(Records shown):

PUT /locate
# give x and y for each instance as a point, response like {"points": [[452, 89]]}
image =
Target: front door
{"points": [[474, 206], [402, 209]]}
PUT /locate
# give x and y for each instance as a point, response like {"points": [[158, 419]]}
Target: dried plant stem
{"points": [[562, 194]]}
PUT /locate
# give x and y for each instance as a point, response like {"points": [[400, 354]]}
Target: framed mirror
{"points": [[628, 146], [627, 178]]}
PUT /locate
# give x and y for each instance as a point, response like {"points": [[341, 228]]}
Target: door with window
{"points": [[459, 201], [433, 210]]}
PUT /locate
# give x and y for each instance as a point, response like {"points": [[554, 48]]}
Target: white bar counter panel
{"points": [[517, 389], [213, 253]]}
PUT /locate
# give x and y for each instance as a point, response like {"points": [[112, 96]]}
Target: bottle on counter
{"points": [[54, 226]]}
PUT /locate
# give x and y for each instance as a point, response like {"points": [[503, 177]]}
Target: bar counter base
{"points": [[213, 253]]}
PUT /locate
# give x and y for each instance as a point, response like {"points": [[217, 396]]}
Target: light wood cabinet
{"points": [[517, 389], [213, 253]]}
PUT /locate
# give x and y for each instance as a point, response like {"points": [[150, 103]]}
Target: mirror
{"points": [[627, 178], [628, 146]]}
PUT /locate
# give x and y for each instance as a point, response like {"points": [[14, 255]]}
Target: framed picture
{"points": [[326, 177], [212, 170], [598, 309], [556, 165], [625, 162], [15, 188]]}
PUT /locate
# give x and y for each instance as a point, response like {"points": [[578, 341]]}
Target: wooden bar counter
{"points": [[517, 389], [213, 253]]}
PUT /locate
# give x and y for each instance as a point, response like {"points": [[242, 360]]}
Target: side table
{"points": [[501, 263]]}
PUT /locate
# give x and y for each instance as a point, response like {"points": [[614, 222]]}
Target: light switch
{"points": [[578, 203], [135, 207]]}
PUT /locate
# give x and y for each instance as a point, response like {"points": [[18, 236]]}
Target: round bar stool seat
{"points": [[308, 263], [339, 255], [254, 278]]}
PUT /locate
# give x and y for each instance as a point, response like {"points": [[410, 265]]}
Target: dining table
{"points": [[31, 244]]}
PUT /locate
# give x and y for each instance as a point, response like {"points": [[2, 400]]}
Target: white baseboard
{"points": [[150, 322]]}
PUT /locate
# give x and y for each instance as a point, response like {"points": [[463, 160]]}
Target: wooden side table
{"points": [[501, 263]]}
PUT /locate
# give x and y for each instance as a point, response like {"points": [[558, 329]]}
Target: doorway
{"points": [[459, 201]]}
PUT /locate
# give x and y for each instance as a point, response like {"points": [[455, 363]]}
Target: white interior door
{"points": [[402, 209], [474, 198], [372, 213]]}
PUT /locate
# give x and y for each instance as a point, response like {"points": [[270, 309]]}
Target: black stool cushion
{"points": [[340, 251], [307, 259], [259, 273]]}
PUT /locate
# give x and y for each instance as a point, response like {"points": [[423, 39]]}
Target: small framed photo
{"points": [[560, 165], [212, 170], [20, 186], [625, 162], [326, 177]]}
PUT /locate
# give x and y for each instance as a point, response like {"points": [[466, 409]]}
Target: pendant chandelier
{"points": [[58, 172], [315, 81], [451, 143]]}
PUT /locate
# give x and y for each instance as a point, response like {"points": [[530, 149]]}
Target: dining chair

(Brief): Every line from the one holding "Target: round bar stool seat" through the last line of the listing above should be set down exactly, and nothing more.

(Exercise solution):
Target: round bar stool seat
{"points": [[308, 263], [339, 255], [254, 278]]}
PUT /locate
# give x and y for each instance as a point, response like {"points": [[410, 265]]}
Target: dining table
{"points": [[31, 244]]}
PUT /locate
# give x and y for each instance as a point, response like {"points": [[2, 400]]}
Target: white baseboard
{"points": [[150, 322]]}
PUT /locate
# give x and y for each instance as a point, response like {"points": [[463, 160]]}
Target: wooden side table
{"points": [[501, 263]]}
PUT /locate
# give x and y for each instance as a point, response like {"points": [[558, 329]]}
Target: doorway
{"points": [[459, 201]]}
PUT /locate
# give x and y for each instance as a point, response like {"points": [[455, 363]]}
Target: white interior door
{"points": [[402, 209], [474, 198], [372, 213]]}
PUT /locate
# give x and y for each instance as a point, response like {"points": [[270, 309]]}
Target: black stool cushion
{"points": [[340, 251], [307, 259], [259, 273]]}
PUT /locate
# give x and y for each instance as a point, response like {"points": [[423, 39]]}
Target: small framed photo
{"points": [[560, 165], [212, 170], [20, 186], [625, 162], [326, 177]]}
PUT /locate
# give x and y for each instance as a point, response like {"points": [[466, 409]]}
Target: pendant chandelier
{"points": [[58, 172], [315, 81], [451, 143]]}
PUT /locate
# give x and y for each instance as a point, response like {"points": [[530, 149]]}
Target: dining chair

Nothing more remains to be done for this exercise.